* [Required action A]
Translate this sentence from the page on declawing cats into Spanish: "Declawing is the amputation of the last bone on each toe."
* [Required action B]
Repeat the declawing page word for word from "- Conditioning the" to "What is Declawing?".

* [Page excerpt]
'''
Friends of Strays Animals Shelter is strongly opposed to declawing cats for the convenience of their owners or to prevent damage to household property and consider it a form of mutilation. The only circumstance the procedure should be considered is when it is necessary for medical purposes, such as the removal of cancerous nail bed tumors, (or in which all behavioral and environmental alternatives have been fully explored, have proven to be ineffective, and the cat is at grave risk of euthanasia.)
Why do Cats Scratch?
- Exercise: Scratching helps strengthen your kitty’s front legs, back and shoulders. It’s one way for cats to stretch and maintain strong muscles throughout their life. Kind of like kitty yoga.
- Conditioning the Nail: Your cats claws shed off layers every so often. Scratching is their way of removing the outer layer of the claw to reveal the fresh layer underneath.
- Scent Marking: Cats leave their own unique scent markers with the glands in their paw pads when scratching. This is how they claim their territory and/or favorite scratching post.
- Stress Relief: Cats use scratching as a means of expressing themselves. It can be an emotional release for when they are happy, anxious, frustrated, or excited.
- Self Defense: Claws are a cats main defense mechanism. If for any reason your cat were to end up in the outside world, they would need their claws for survival.
What is Declawing?
Declawing is the amputation of the last bone on each toe. The surgery includes the risk of anesthesia, excessive bleeding, and post-operative complications such as pain, infection, lameness, or back pain.
Side effects of declawing
Declawing changes the way your cat’s feet hit the ground when they walk or run. This can cause pain in the foot, and since the cat must learn to walk and move differently it can cause back pain, joint stiffness, and arthritis later on. There is also the chance of infection, or claw regrowth if the surgery isn’t done correctly.
Behavioral and Psychological Effects:
- Losing their primary defense, and now in pain, many declawed cats begin biting.
'''
* [Records shown]
'''
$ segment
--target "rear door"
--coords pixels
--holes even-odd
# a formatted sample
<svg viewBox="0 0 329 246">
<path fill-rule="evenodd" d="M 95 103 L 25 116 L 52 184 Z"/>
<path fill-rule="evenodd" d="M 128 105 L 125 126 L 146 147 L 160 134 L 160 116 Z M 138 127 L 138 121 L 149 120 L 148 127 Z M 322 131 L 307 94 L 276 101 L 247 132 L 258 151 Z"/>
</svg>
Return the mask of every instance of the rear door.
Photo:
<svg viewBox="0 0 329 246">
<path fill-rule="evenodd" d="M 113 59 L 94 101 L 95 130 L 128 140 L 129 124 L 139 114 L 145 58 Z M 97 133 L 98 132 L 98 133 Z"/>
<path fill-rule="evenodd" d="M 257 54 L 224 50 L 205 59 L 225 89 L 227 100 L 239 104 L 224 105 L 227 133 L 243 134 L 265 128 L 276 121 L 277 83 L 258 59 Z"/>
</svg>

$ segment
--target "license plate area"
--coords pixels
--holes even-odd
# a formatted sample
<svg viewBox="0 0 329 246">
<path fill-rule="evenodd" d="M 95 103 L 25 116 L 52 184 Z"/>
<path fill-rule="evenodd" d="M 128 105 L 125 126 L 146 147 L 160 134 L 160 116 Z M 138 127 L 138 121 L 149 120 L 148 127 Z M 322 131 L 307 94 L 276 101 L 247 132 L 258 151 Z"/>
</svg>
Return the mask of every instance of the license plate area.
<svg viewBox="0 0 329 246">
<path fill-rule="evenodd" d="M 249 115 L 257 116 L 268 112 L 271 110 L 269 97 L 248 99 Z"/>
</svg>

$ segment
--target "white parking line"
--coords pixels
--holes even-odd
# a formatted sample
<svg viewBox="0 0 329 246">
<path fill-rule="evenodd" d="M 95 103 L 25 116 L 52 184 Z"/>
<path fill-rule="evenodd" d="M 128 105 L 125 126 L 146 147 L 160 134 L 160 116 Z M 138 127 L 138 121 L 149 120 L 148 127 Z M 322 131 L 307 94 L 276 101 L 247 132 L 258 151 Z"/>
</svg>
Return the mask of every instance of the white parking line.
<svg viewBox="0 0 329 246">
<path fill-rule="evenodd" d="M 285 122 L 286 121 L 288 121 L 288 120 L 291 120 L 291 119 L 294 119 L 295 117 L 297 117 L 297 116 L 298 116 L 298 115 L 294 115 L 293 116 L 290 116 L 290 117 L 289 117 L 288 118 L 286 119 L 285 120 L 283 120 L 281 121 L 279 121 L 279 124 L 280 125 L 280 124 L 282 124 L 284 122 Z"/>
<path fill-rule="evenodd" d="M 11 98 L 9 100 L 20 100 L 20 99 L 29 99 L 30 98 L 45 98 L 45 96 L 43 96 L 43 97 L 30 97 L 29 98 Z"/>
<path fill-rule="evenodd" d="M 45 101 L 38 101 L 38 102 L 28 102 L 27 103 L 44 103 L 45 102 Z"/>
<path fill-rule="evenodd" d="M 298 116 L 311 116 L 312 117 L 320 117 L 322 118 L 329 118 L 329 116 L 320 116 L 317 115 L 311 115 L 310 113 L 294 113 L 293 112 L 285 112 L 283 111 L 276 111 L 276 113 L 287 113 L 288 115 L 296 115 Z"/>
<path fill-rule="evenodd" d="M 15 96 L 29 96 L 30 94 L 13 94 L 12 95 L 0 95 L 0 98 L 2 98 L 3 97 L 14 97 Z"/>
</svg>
'''
* [Exercise response A]
La desungulación es la amputación del último hueso de cada dedo.

* [Exercise response B]
- Conditioning the Nail: Your cats claws shed off layers every so often. Scratching is their way of removing the outer layer of the claw to reveal the fresh layer underneath.
- Scent Marking: Cats leave their own unique scent markers with the glands in their paw pads when scratching. This is how they claim their territory and/or favorite scratching post.
- Stress Relief: Cats use scratching as a means of expressing themselves. It can be an emotional release for when they are happy, anxious, frustrated, or excited.
- Self Defense: Claws are a cats main defense mechanism. If for any reason your cat were to end up in the outside world, they would need their claws for survival.
What is Declawing?